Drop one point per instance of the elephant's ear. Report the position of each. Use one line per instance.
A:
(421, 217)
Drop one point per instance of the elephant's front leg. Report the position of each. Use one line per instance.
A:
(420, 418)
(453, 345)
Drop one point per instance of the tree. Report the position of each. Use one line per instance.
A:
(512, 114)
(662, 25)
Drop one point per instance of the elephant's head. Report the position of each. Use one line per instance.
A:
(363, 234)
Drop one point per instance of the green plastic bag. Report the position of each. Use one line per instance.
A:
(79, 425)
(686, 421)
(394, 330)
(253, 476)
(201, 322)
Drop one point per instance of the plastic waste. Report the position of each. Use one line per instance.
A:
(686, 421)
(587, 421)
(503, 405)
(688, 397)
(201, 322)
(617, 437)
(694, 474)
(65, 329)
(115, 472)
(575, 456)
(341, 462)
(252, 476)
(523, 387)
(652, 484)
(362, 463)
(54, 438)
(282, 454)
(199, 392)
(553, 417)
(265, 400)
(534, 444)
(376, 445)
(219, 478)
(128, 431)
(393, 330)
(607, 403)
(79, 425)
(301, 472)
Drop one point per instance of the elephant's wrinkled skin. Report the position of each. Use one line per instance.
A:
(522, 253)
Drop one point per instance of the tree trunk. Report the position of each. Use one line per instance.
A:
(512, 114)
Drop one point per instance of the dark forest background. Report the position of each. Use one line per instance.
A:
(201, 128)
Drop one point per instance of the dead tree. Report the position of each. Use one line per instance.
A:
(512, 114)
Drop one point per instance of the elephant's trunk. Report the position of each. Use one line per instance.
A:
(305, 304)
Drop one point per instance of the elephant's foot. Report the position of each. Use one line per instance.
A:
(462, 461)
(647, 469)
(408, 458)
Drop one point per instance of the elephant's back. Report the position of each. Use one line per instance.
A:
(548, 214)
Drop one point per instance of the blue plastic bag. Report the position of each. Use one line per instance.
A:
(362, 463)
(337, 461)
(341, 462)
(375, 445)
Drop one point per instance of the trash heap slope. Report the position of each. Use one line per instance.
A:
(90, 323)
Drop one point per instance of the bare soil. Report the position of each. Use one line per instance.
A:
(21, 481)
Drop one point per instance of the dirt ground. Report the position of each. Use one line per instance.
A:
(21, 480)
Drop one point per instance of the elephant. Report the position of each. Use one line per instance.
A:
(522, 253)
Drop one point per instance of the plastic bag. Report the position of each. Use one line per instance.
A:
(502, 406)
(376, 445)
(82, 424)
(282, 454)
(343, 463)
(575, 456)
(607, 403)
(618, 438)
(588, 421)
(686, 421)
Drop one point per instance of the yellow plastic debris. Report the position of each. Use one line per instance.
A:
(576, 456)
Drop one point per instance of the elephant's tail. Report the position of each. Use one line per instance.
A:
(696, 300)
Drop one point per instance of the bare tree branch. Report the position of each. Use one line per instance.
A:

#### [Assigned task]
Without altering a single word, repeat the material.

#### [Reply]
Drop one point per instance of the elephant's ear. Report the position of each. Use one line per instance.
A:
(421, 217)
Drop one point per instance of the elephant's front leg. Report the position of each. Use one line per instance.
A:
(420, 418)
(453, 345)
Drop one point per instance of the tree. Report the position of each. Use one line per instance.
A:
(512, 114)
(662, 25)
Drop one point per instance of the elephant's head. Report the position of each. Use one line per instance.
A:
(363, 234)
Drop one point per instance of the green plastic bag. Report the position of each. Use one line per instance.
A:
(79, 425)
(686, 421)
(394, 330)
(253, 476)
(201, 322)
Drop one point per instance of the plastic waste. Report the position of each. Use one line per instance.
A:
(686, 421)
(587, 421)
(503, 405)
(688, 397)
(201, 322)
(617, 437)
(694, 474)
(65, 329)
(115, 472)
(575, 456)
(341, 462)
(252, 476)
(523, 387)
(652, 484)
(362, 463)
(54, 438)
(282, 454)
(199, 392)
(553, 417)
(265, 400)
(534, 444)
(376, 445)
(219, 478)
(128, 431)
(393, 330)
(607, 403)
(79, 425)
(301, 472)
Drop one point per instance of the elephant's wrinkled skin. Report the position of each. Use one line per instance.
A:
(522, 253)
Drop one point per instance of the tree trunk. Report the position of each. Use one line per instance.
A:
(512, 114)
Drop one point per instance of the dark forest background. Report the position of each. Use one line per instance.
A:
(201, 128)
Drop one point per instance of the dead tree. Report the position of each. Use one line per instance.
A:
(512, 114)
Drop one point per instance of the elephant's trunk. Report the position of each. Use one line per instance.
A:
(305, 304)
Drop one point per instance of the elephant's foot. Report the position of each. Use one line per instance.
A:
(462, 461)
(647, 469)
(408, 458)
Drop one point per instance of the elephant's back. Report the position of each. Use one line per instance.
A:
(548, 214)
Drop one point per instance of the blue plastic bag. Report the position of each. Use one line per instance.
A:
(362, 463)
(337, 461)
(341, 462)
(375, 445)
Drop one point per instance of the trash heap slope. Report the position of each. Use one line per instance.
A:
(90, 323)
Drop one point per instance of the bare soil. Report the position of each. Use one line per instance.
A:
(21, 481)
Drop one point per instance of the dirt ground. Report the position of each. Use one line per instance.
A:
(21, 480)
Drop one point per instance of the elephant. Report the position of each. Use one line per instance.
A:
(522, 253)
Drop one point per instance of the plastic bag. Report the position of each. Use one line per instance.
A:
(502, 406)
(376, 445)
(82, 424)
(282, 454)
(343, 463)
(575, 456)
(607, 403)
(618, 438)
(588, 421)
(686, 421)
Drop one point per instance of the yellow plastic debris. Report the position of each. Use one line per instance.
A:
(576, 456)
Drop one point per instance of the elephant's tail. Report the position of each. Use one line per instance.
A:
(696, 300)
Drop one point per instance of the bare tree branch. Report the position of each. Use one line per instance.
A:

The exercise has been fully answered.